Skip to content

Feature Services

Feature Services are sets of features which are exposed as an API. This API can be used for batch lookups of feature values (e.g. generating training datasets or feature dataframes for batch prediction), or low-latency requests for individual feature vectors.

Feature Services reference a set of features from Feature Views. Feature Views must be created before they can be served in a Feature Service, since Feature Services are only a consumption layer on top of existing features.

It is generally recommended that each model deployed in production have one associated Feature Service deployed, which serves features to the model.

A Feature Service provides:

  • A REST API to access feature values at the time of prediction
  • A one-line method call to rapidly construct training data for user-specified timestamps and labels
  • The ability to observe the endpoint where the data is served to monitor serving throughput, latency, and prediction success rate

Defining a Feature Service

Define a Feature Service using the FeatureService class.

Attributes

A Feature Service definition includes the following attributes:

  • name: The unique name of the Feature Service
  • features: The features defined in a Feature View or Feature Table, and served by the Feature Service
  • online_serving_enabled: Whether online serving is enabled for this Feature Service (defaults to True.)
  • Metadata used to organize the FeatureService. Metadata parameters include description, owner, family, and tags.

Example: Defining a Feature Service

The following example defines a Feature Service.

from tecton import FeatureService, FeaturesConfig
from feature_repo.shared.features.ad_ground_truth_ctr_performance_7_days import ad_ground_truth_ctr_performance_7_days
from feature_repo.shared.features.user_total_ad_frequency_counts import user_total_ad_frequency_counts
from feature_repo.shared.features.user_ad_impression_counts import user_ad_impression_counts

ctr_prediction_service = FeatureService(
    name='ctr_prediction_service',
    description='A Feature Service used for supporting a CTR prediction model.',
    online_serving_enabled=True,
    features=[
        # add all of the features in a Feature View
        user_total_ad_frequency_counts,
        # add a single feature from a Feature View using double-bracket notation
        user_ad_impression_counts[["count"]]
    ],
    family='ad_serving',
    tags={'release': 'production'},
    owner="matt@tecton.ai",
)
  • The Feature Service uses the user_total_ad_frequency_counts, and user_ad_impression_counts Feature Views.
  • The list of features in the Feature Service are defined in the features argument. When you pass a FeatureView in this argument, the Feature Service will contain all the features in the Feature View. To select a subset of features in a Feature View, use double-bracket notation (e.g. FeatureView[['my_feature', 'other_feature']].)

- Supplied information
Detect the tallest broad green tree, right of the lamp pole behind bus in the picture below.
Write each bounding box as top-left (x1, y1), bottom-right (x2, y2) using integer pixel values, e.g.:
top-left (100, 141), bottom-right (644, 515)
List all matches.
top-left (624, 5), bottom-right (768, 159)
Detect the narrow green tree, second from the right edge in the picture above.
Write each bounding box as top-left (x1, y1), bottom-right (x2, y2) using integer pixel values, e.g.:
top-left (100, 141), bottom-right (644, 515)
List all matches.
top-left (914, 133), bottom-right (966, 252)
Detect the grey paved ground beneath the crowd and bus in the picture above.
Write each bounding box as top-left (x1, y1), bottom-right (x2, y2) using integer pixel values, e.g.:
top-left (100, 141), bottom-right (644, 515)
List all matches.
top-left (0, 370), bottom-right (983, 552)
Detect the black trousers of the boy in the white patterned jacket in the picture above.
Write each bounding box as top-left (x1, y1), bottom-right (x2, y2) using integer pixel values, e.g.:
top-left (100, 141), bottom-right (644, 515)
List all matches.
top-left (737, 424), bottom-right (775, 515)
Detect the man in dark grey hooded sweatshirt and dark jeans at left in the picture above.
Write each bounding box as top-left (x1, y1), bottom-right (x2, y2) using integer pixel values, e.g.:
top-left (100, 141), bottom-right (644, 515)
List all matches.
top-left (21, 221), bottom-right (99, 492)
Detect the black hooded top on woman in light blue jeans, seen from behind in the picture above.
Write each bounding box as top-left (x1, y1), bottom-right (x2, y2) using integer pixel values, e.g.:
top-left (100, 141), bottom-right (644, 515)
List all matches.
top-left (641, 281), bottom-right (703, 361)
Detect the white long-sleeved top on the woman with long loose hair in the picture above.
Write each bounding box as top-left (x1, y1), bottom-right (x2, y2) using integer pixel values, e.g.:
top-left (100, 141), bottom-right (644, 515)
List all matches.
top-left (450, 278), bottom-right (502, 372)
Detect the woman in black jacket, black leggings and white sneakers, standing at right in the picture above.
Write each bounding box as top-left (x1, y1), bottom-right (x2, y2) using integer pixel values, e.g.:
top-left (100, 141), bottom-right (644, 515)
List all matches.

--

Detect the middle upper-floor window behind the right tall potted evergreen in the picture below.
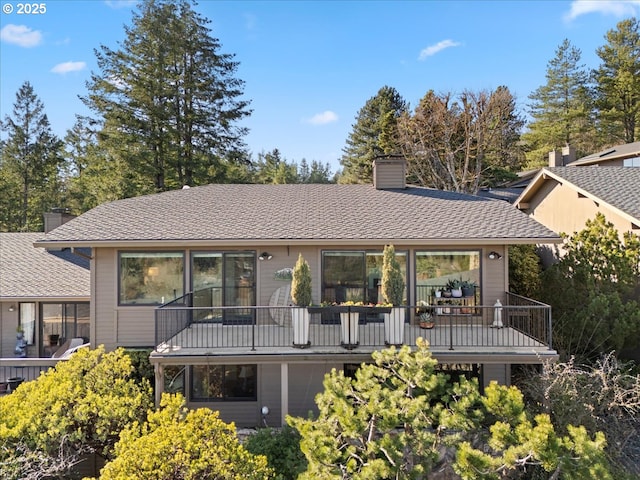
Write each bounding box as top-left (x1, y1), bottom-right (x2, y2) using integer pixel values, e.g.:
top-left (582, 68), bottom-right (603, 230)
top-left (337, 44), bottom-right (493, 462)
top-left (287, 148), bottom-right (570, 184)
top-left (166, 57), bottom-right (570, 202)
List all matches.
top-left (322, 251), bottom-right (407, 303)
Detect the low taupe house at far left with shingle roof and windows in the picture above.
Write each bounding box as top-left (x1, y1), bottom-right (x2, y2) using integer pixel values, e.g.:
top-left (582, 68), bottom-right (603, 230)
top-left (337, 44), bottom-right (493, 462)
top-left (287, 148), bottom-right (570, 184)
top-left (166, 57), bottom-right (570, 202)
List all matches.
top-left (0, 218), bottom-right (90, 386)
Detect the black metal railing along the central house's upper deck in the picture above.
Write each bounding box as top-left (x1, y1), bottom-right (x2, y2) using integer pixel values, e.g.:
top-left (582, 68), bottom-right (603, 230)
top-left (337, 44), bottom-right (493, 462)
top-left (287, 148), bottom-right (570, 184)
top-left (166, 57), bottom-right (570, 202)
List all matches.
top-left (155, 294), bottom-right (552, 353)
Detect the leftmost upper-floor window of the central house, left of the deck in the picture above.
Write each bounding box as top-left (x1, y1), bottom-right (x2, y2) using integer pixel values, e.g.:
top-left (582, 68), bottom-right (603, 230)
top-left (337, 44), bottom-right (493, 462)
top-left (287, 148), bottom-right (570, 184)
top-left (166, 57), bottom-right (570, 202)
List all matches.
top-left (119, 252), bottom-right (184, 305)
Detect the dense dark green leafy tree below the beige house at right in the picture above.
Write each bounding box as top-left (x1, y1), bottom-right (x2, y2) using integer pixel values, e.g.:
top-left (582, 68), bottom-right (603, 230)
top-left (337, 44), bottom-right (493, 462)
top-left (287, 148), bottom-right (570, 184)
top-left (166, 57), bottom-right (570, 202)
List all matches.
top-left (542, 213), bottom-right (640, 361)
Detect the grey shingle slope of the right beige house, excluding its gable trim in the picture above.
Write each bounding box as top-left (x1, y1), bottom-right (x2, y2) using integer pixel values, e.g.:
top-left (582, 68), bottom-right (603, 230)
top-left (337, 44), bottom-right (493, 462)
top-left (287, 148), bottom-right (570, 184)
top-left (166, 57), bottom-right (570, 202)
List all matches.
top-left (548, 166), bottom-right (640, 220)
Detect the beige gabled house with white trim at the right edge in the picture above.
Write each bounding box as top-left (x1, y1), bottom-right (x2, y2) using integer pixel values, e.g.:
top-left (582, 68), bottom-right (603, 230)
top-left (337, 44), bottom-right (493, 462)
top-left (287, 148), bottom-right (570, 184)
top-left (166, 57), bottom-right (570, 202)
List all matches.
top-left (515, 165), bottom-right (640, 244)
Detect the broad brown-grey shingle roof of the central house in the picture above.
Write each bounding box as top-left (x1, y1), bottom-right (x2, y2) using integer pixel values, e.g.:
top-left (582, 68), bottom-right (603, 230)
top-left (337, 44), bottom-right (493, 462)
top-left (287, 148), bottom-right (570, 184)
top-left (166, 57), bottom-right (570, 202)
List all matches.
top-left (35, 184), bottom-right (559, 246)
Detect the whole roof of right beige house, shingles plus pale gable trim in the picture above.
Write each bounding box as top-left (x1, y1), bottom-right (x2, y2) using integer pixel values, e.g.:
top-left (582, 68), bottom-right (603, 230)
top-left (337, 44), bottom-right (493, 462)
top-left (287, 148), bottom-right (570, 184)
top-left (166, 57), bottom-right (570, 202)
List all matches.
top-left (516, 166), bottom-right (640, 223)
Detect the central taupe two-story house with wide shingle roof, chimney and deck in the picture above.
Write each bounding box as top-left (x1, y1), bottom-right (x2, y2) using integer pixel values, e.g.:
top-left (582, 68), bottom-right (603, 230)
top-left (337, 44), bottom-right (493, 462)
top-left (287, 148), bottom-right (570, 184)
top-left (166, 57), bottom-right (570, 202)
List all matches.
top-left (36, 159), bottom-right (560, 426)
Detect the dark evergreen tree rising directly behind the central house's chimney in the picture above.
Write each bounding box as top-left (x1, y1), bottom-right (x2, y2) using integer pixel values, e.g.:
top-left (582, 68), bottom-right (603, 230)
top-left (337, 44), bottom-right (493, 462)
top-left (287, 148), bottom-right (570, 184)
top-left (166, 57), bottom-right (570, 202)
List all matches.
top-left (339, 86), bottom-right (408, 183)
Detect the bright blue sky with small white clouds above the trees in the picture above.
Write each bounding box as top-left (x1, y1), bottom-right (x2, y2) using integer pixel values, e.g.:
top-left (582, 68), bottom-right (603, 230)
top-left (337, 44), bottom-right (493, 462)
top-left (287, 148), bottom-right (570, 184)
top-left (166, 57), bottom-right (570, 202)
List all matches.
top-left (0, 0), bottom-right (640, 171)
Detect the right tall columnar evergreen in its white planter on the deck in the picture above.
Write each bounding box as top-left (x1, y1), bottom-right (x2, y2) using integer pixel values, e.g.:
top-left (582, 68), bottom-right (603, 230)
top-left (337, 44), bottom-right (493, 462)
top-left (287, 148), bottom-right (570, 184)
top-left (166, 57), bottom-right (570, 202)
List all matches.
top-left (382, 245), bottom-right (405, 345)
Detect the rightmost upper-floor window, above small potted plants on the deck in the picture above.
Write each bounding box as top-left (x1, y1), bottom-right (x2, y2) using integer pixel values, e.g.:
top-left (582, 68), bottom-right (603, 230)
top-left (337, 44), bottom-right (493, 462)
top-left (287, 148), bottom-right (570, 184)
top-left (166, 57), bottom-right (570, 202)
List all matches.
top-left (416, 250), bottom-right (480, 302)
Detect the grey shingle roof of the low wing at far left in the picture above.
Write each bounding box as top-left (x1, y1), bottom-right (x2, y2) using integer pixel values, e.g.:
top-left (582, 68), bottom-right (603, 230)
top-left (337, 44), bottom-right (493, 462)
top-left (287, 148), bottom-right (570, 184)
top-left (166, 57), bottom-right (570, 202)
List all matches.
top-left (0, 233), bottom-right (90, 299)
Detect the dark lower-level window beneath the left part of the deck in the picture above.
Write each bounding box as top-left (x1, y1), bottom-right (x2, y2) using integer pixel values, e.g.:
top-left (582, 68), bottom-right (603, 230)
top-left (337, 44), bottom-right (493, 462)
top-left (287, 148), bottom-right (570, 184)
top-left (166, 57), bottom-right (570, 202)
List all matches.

- Tasks to carry out
(a) Please return the passage of the Feature Services documentation starting at "A Feature Service definition" and ending at "(defaults to True.)".
(b) Answer these from the Feature Services documentation:
(i) What is the default value of online_serving_enabled?
(ii) What must be created before features can be served in a Feature Service?
(iii) What notation selects a subset of features from a Feature View?
(c) Continue the Feature Services documentation from the point where it stops.
The records have no connection to the Feature Services documentation.

- Answers for this exercise
(a)
A Feature Service definition includes the following attributes:

  • name: The unique name of the Feature Service
  • features: The features defined in a Feature View or Feature Table, and served by the Feature Service
  • online_serving_enabled: Whether online serving is enabled for this Feature Service (defaults to True.)

(b)
(i) True
(ii) Feature Views
(iii) Double-bracket notation

(c)
Using Feature Services

Using the low-latency REST API Interface

To use the FeatureService's REST API end, send a request containing the join keys of the feature vector to be retrieved. Tecton's response contains the full feature vector, including the join keys.

To request a single feature vector from the REST API, use the /get-features endpoint. Pass the Feature Service name and the join keys as parameters. The response is a JSON object.

Important

The request is authenticated with an API key that you create using the tecton create-api-key CLI command. See Access Controls & Secrets for more information.

Example Request

$ curl -X POST https://<your_cluster>.tecton.ai/api/v1/feature-service/get-features\
     -H "Authorization: Tecton-key $TECTON_API_KEY" -d\
         '{
       "params": {
         "feature_service_name": "ad_ctr_feature_service",
         "join_key_map": {
           "ad_id": "5417",
           "user_id": "6c423390-9a64-52c8-9bb3-bbb108c74198"
         }
       }
     }'

Response

{
  "result": {
    "features": [
      "3",
      "46",
      "118"
    ]
  }
}

Metadata options for the REST API

You can specify metadata_options to get additional relevant information about your feature vector.

  • include_names: the name of each feature in the vector
  • include_effective_times: timestamp of the most recent feature value that was written to the online store
  • include_types: the types of each feature in the vector
  • include_slo_info: information about the server response time

Example Request

$ curl -X POST https://<your_cluster>.tecton.ai/api/v1/feature-service/get-features\
     -H "Authorization: Tecton-key $TECTON_API_KEY" -d\
'{
  "params": {
    "feature_service_name": "ad_ctr_feature_service",
    "join_key_map": {
      "ad_id": "5417",
      "user_id": "6c423390-9a64-52c8-9bb3-bbb108c74198"
    },
    "metadata_options": {
      "include_names": true,
      "include_effective_times": true,
      "include_types": true,
      "include_slo_info": true
    }
  }
}'

Example Response

{
  "result": {
    "features": [
      "3",
      "46",
      "118"
    ]
  },
  "metadata": {
    "features": [
      {
        "name": "user_impression_counts.impression_count_1h_1h",
        "effectiveTime": "2021-06-11T01:00:00Z",
        "type": "int64"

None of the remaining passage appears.